Perintah Tugas 1
Salin tanpa perubahan bagian teks refleksi tentang film "Kalam-Kalam Langit" di bawah ini, yaitu bagian yang dibuka dengan kata-kata berisi "Kalam-Kalam Langit: Sebuah" dan ditutup dengan "uang atau pujian.".

Blok Teks
:::
Kalam-Kalam Langit: Sebuah Refleksi


Ada yang menarik dari film “Kalam-kalam Langit” yang sekarang sedang diputar di bioskop-bioskop. Di awal film tersebut ada seorang ayah yang melarang keras anaknya untuk ikut lomba-lomba Tilawah Al-Qur’an, ayah tersebut mewanti-wanti anaknya agar tidak menjual kalam-kalam langit yang agung itu hanya demi hadiah, baik itu hadiah berupa uang atau pujian.
Film tersebut kemudian mengingatkan saya pada pengalaman beberapa tahun silam saat saya masih kuliah. Kebetulan saat itu sedang gencar-gencarnya beasiswa Tahfidz. Salah seorang dosen berkata kepada saya, “ini lho, ada beasiswa Tahfidz. Kuotanya banyak tapi yang mengambil sedikit. Kalau kamu mau bisa ikut. Tapi ya itu mulai sekarang harus mau ,menghafal al-Qur’an”. Sempat terbesit keinginan tersebut, apalagi melihat beasiswa yang cukup besar itu. Tapi kemudian saya tersadar bahwa tidak seharusnya – jika memang ingin menghafal Al-Qur’an – itu berangkat dari keinginan mendapatkan beasiswa.
:::
Data Hasil Ekstraksi
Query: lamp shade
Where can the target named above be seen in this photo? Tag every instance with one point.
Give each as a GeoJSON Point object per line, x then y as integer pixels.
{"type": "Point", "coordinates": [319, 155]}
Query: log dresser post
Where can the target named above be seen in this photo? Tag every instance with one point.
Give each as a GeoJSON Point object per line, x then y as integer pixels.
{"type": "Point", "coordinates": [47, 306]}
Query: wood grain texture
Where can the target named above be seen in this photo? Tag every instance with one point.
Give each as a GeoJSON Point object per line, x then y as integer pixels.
:::
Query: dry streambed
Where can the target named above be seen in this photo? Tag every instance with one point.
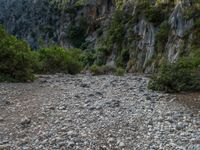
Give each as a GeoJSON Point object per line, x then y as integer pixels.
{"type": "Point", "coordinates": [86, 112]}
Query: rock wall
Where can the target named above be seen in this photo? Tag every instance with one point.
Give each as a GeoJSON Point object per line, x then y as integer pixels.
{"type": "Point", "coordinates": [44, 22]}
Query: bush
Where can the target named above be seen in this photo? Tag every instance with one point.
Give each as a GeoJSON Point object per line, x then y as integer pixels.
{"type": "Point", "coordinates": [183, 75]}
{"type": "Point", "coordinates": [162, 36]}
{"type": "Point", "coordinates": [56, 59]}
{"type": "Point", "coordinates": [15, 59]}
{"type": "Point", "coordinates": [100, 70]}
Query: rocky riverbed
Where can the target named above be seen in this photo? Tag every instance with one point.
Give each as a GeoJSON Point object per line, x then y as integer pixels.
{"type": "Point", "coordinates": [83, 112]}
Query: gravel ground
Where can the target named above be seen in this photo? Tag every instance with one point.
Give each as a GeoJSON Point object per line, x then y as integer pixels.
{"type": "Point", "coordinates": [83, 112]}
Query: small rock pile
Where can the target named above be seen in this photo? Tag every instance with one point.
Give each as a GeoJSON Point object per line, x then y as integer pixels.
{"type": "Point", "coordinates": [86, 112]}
:::
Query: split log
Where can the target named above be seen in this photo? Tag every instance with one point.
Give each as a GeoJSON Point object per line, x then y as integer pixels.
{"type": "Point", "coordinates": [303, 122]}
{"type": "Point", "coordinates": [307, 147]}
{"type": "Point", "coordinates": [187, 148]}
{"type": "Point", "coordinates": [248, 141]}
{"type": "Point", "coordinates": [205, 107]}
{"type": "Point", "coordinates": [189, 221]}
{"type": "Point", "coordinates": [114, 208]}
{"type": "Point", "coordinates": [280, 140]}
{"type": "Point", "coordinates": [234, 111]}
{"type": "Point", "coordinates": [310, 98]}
:::
Perintah Tugas 2
Temukan setiap baris pada data di atas yang memuat kata "Query", lalu tuliskan kembali semua baris tersebut.

Hasil Akhir 1
Kalam-Kalam Langit: Sebuah Refleksi


Ada yang menarik dari film “Kalam-kalam Langit” yang sekarang sedang diputar di bioskop-bioskop. Di awal film tersebut ada seorang ayah yang melarang keras anaknya untuk ikut lomba-lomba Tilawah Al-Qur’an, ayah tersebut mewanti-wanti anaknya agar tidak menjual kalam-kalam langit yang agung itu hanya demi hadiah, baik itu hadiah berupa uang atau pujian.

Hasil Akhir 2
Query: lamp shade
Query: log dresser post
Query: wood grain texture
Query: dry streambed
Query: rock wall
Query: bush
Query: rocky riverbed
Query: gravel ground
Query: small rock pile
Query: split log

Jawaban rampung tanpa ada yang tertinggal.